Please arrange every line of the entries below as a single numbered list, leaving out the blank lines.

--- Segmentation dataset entries ---
## BEGIN

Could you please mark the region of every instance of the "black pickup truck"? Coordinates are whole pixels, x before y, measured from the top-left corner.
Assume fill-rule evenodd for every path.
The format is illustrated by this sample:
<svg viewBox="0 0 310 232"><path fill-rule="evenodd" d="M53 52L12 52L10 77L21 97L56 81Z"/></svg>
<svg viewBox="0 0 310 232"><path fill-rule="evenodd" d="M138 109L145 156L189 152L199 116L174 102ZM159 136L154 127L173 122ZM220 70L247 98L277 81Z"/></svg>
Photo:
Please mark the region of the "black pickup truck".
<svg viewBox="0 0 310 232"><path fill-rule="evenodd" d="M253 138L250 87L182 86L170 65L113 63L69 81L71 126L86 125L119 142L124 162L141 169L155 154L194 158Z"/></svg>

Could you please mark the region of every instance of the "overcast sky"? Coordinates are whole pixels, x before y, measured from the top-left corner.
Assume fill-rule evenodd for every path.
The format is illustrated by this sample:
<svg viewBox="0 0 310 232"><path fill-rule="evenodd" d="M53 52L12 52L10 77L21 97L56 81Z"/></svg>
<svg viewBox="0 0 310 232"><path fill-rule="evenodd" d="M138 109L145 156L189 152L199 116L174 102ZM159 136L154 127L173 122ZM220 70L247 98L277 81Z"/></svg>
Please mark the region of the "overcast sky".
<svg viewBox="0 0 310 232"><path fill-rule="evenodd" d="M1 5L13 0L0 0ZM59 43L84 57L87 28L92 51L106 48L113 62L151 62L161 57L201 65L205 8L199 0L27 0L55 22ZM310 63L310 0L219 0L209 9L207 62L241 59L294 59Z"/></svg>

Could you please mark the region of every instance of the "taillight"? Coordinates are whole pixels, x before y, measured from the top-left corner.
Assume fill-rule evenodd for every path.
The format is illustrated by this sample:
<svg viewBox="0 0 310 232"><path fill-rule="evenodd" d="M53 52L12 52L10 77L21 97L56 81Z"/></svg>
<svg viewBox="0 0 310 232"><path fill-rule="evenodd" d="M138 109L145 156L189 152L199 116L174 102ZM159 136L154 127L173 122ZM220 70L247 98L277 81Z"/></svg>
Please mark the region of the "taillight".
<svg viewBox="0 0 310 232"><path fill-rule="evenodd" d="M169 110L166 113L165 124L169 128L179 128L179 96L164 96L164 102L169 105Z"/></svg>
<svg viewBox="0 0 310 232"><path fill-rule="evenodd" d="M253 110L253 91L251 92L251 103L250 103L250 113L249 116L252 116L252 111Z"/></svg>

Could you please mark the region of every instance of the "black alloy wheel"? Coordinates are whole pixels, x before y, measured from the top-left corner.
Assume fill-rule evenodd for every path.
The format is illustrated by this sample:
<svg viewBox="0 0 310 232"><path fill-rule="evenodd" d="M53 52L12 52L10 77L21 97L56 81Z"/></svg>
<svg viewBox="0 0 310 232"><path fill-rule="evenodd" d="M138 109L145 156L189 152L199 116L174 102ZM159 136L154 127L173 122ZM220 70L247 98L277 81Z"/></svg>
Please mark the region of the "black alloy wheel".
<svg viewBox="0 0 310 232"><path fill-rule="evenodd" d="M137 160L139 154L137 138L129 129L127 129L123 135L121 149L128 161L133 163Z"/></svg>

## END

--- RESPONSE FOR THIS EXERCISE ---
1. Could you please mark the region of every instance of the "black pickup truck"? Coordinates are whole pixels, x before y, measured from the top-left corner.
2. Assume fill-rule evenodd for every path.
3. The format is illustrated by this sample:
4. <svg viewBox="0 0 310 232"><path fill-rule="evenodd" d="M53 52L12 52L10 77L21 97L56 81Z"/></svg>
5. <svg viewBox="0 0 310 232"><path fill-rule="evenodd" d="M138 109L145 156L189 152L199 116L174 102ZM159 136L154 127L173 122ZM220 70L247 98L277 81Z"/></svg>
6. Photo:
7. Please mark the region of the "black pickup truck".
8. <svg viewBox="0 0 310 232"><path fill-rule="evenodd" d="M253 138L250 87L182 86L170 65L113 63L69 81L71 126L86 125L119 142L124 162L141 169L155 154L194 158Z"/></svg>
9. Could you please mark the region of every instance of the "overcast sky"? Coordinates are whole pixels, x before y, measured from the top-left corner.
10. Assume fill-rule evenodd for every path.
11. The format is illustrated by this sample:
12. <svg viewBox="0 0 310 232"><path fill-rule="evenodd" d="M53 52L12 52L10 77L21 97L56 81Z"/></svg>
13. <svg viewBox="0 0 310 232"><path fill-rule="evenodd" d="M138 109L145 156L189 152L199 116L174 102ZM159 136L154 127L173 122ZM220 70L247 98L277 81Z"/></svg>
14. Please mark the region of the "overcast sky".
15. <svg viewBox="0 0 310 232"><path fill-rule="evenodd" d="M1 5L13 0L0 0ZM59 43L84 57L87 28L92 51L106 48L113 62L151 62L161 57L201 65L205 8L199 0L27 0L55 22ZM310 63L310 0L219 0L209 9L207 62L241 59L294 59Z"/></svg>
16. Could you please mark the region of every instance of the "taillight"? Coordinates are whole pixels, x before y, measured from the top-left corner.
17. Assume fill-rule evenodd for every path.
18. The format is illustrated by this sample:
19. <svg viewBox="0 0 310 232"><path fill-rule="evenodd" d="M53 52L12 52L10 77L21 97L56 81Z"/></svg>
20. <svg viewBox="0 0 310 232"><path fill-rule="evenodd" d="M138 109L145 156L189 152L199 116L174 102ZM159 136L154 127L173 122ZM220 70L247 98L277 81Z"/></svg>
21. Please mark the region of the "taillight".
22. <svg viewBox="0 0 310 232"><path fill-rule="evenodd" d="M169 110L166 113L165 124L169 128L179 128L179 96L164 96L164 102L169 105Z"/></svg>
23. <svg viewBox="0 0 310 232"><path fill-rule="evenodd" d="M253 110L253 91L251 92L251 103L250 103L250 113L249 116L252 116L252 111Z"/></svg>
24. Could you please mark the region of every instance of the "black alloy wheel"? Coordinates are whole pixels, x before y, measured from the top-left corner.
25. Assume fill-rule evenodd for every path.
26. The format is illustrated by this sample:
27. <svg viewBox="0 0 310 232"><path fill-rule="evenodd" d="M53 52L12 52L10 77L21 97L56 81Z"/></svg>
28. <svg viewBox="0 0 310 232"><path fill-rule="evenodd" d="M138 109L145 156L189 152L199 116L174 102ZM159 136L154 127L173 122ZM220 70L247 98L277 81Z"/></svg>
29. Please mark the region of the "black alloy wheel".
30. <svg viewBox="0 0 310 232"><path fill-rule="evenodd" d="M137 160L139 154L137 138L129 129L127 129L123 135L121 149L128 161L133 163Z"/></svg>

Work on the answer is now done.